▼▼▼

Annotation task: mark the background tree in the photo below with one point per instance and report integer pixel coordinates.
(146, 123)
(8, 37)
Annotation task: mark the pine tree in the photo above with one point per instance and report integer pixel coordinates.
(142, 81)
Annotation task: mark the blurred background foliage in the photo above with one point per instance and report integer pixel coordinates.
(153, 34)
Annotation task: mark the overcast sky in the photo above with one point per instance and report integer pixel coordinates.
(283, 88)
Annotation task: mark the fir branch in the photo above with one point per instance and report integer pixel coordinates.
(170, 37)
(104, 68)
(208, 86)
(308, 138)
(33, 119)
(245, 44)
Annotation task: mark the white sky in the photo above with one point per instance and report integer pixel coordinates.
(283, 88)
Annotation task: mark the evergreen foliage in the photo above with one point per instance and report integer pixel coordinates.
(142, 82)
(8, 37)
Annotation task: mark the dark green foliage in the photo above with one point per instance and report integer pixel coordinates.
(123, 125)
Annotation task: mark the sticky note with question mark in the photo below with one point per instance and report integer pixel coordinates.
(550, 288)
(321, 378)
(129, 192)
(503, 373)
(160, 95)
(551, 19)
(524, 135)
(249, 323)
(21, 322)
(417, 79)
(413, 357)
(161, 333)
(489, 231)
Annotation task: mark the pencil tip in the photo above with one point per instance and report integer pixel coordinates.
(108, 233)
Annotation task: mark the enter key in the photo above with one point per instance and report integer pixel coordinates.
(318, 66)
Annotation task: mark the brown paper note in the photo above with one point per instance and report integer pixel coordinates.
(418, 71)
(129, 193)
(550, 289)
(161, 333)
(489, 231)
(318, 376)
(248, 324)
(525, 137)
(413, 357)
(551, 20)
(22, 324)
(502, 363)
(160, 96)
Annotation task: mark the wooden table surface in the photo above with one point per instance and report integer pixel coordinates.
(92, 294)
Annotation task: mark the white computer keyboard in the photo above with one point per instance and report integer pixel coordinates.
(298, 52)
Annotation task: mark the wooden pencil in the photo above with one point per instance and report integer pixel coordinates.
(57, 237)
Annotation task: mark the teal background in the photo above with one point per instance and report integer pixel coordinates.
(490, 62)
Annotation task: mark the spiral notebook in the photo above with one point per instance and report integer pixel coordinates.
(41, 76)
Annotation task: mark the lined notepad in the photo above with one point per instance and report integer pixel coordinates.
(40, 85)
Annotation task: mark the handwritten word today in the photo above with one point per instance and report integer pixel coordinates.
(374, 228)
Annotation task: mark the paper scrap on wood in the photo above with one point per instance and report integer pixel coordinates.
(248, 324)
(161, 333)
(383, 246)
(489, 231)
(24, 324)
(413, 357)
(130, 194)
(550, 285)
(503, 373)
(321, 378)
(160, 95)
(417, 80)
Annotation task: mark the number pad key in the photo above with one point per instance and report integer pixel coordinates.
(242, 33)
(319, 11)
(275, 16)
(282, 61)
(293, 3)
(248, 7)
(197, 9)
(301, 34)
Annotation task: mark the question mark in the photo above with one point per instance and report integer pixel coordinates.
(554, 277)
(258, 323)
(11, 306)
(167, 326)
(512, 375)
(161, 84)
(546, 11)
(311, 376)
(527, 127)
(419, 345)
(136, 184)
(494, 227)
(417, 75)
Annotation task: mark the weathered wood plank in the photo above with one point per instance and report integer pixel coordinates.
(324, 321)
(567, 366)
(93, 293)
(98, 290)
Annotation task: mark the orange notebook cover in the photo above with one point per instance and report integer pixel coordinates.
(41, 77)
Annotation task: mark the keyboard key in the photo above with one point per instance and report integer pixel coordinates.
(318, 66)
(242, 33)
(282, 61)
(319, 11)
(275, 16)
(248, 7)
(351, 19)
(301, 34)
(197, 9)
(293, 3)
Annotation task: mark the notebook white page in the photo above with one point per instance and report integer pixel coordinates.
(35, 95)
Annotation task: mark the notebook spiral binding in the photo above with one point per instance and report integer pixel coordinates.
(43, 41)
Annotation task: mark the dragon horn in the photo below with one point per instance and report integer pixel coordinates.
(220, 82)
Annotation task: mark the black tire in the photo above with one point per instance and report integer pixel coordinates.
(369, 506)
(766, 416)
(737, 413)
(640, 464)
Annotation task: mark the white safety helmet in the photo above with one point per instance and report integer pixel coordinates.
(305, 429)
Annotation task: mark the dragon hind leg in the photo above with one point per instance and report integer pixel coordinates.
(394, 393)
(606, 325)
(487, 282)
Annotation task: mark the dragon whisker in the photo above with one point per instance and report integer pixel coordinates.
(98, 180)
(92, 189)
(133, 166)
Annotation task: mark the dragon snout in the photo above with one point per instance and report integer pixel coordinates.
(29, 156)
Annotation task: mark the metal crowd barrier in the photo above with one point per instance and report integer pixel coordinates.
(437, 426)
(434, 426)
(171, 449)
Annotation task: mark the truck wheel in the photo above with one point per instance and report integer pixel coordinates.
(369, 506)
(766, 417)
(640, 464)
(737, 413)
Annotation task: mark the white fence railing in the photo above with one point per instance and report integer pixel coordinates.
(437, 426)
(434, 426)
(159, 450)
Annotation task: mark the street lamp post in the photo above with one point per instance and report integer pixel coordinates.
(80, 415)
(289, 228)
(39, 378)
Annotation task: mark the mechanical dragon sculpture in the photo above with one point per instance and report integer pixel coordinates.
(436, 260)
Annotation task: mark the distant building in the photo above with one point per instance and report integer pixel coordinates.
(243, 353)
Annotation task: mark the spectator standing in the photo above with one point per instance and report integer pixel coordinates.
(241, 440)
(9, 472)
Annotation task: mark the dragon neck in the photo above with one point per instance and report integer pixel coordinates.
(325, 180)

▲▲▲

▶ What you should do
Copy every record exactly as presented.

▶ The answer
Annotation task: mark the background tree in the photo below with one point per instance and report integer pixel coordinates.
(146, 123)
(8, 37)
Annotation task: mark the pine tree in the photo above with one point per instance and report integer pixel coordinates.
(142, 81)
Annotation task: mark the blurred background foliage in the photo above with one point per instance and report integer pixel coordinates.
(153, 34)
Annotation task: mark the overcast sky in the photo above with one point per instance and report integer pixel coordinates.
(283, 88)
Annotation task: mark the fir branch in the photo above with one point per instance and report integer pixel coordinates.
(170, 37)
(104, 68)
(208, 86)
(308, 138)
(33, 119)
(245, 44)
Annotation task: mark the white sky in the photo above with one point per instance and report integer pixel coordinates.
(283, 88)
Annotation task: mark the evergreen foliage in the photo above with one point per instance and report integer pixel coordinates.
(142, 82)
(8, 37)
Annotation task: mark the dark green foliage in the photo above with one point per instance and report integer pixel coordinates.
(123, 125)
Annotation task: mark the sticky note with question mark in the photo below with one point per instance and report integer pixel coordinates.
(550, 288)
(321, 378)
(129, 192)
(503, 373)
(160, 95)
(551, 19)
(524, 135)
(249, 323)
(21, 322)
(417, 79)
(413, 357)
(161, 333)
(489, 231)
Annotation task: mark the pencil tip in the photo above with one point per instance and report integer pixel coordinates.
(108, 233)
Annotation task: mark the enter key in the photo above with one point per instance and report integer pixel coordinates.
(318, 66)
Annotation task: mark the brown paper note in the photo above with one point per instance and report integer pixel coordinates.
(418, 71)
(129, 193)
(550, 289)
(161, 333)
(489, 231)
(318, 376)
(248, 324)
(525, 137)
(413, 357)
(551, 20)
(22, 324)
(502, 363)
(160, 96)
Annotation task: mark the wooden table surface in the photo above with one point per instance and report integer pixel coordinates.
(92, 294)
Annotation task: mark the white computer keyboard in the photo above with one point per instance and report integer pixel coordinates.
(298, 52)
Annotation task: mark the wooden pencil in the photo above with one point per instance and report integer pixel coordinates.
(57, 237)
Annotation task: mark the teal background in the photo above with one point per instance and report integer pixel coordinates.
(490, 62)
Annotation task: mark the spiral notebook in the photo above with one point per instance and report integer pixel coordinates.
(41, 76)
Annotation task: mark the lined notepad in the photo above with one point per instance and report integer pixel coordinates.
(40, 85)
Annotation task: mark the handwritten word today in the photo above with one point per instance and report integer pixel coordinates.
(374, 228)
Annotation task: mark the paper scrap on wood in the photo above with one point per instance and report integer pixel coordinates.
(248, 324)
(161, 333)
(383, 246)
(489, 231)
(24, 324)
(413, 357)
(130, 194)
(550, 285)
(503, 373)
(321, 378)
(160, 95)
(417, 80)
Annotation task: mark the number pad key in the photo above with one point per instance and report integer pixel coordinates.
(242, 33)
(319, 11)
(275, 16)
(282, 61)
(293, 3)
(248, 7)
(197, 9)
(301, 34)
Annotation task: mark the question mark in the photo above with one point per instance and report integer pixel coordinates.
(554, 277)
(258, 323)
(11, 306)
(167, 326)
(512, 375)
(161, 84)
(546, 11)
(311, 376)
(527, 127)
(419, 345)
(136, 184)
(494, 227)
(417, 75)
Annotation task: mark the weathered wood plank in the photo above with one point per instance and report integer pixel coordinates.
(324, 321)
(567, 366)
(93, 293)
(98, 290)
Annotation task: mark the orange notebook cover in the photo above with one point per instance and report integer pixel coordinates.
(41, 77)
Annotation task: mark the keyboard key in the photo above with one point per instance and report integer pixel coordinates.
(318, 66)
(242, 33)
(282, 61)
(319, 11)
(275, 16)
(248, 7)
(351, 19)
(301, 34)
(197, 9)
(293, 3)
Annotation task: mark the notebook white page in the photo above with one point per instance and report integer pixel coordinates.
(35, 95)
Annotation task: mark the notebook spiral binding in the photo above with one point per instance and report integer pixel coordinates.
(43, 41)
Annotation task: mark the dragon horn in the photo below with one point per instance and report integer pixel coordinates.
(220, 82)
Annotation task: mark the black tire in the photo above with one point per instance and report integer pixel coordinates.
(369, 506)
(766, 416)
(737, 413)
(640, 464)
Annotation task: mark the white safety helmet in the photo above with one point per instance and report integer pixel coordinates.
(305, 429)
Annotation task: mark the dragon hind leg in the photo above with one point per instance and report integer pixel coordinates.
(394, 393)
(606, 325)
(487, 282)
Annotation task: mark the dragon whisker in the photo above with one point per instance and report integer pixel coordinates.
(98, 180)
(92, 189)
(133, 166)
Annotation task: mark the dragon snout in the photo above with one point per instance and report integer pixel coordinates.
(29, 156)
Annotation task: mark the metal crowd barrier in the photo above with one point per instance and report integer pixel coordinates.
(437, 426)
(434, 426)
(171, 449)
Annotation task: mark the truck wheel in the photo above with one point per instance and report integer pixel coordinates.
(369, 506)
(766, 417)
(640, 464)
(737, 413)
Annotation task: mark the white fence railing in the photo above with one point per instance and report integer pixel coordinates.
(437, 426)
(434, 426)
(159, 450)
Annotation task: mark the street lamp post in the photo above with one point per instance and report integer pixel coordinates.
(80, 415)
(289, 228)
(39, 378)
Annotation task: mark the mechanical dragon sculpture in the photo above with one point per instance and report integer pixel coordinates.
(436, 260)
Annotation task: mark the distant building in the photo above with one point per instance and report integer pixel coordinates.
(243, 353)
Annotation task: mark the spectator standing in the photo above with one point per instance and report integer pixel coordinates.
(241, 440)
(9, 472)
Annotation task: mark the dragon neck in the photo above with one point per instance and report integer pixel coordinates.
(325, 180)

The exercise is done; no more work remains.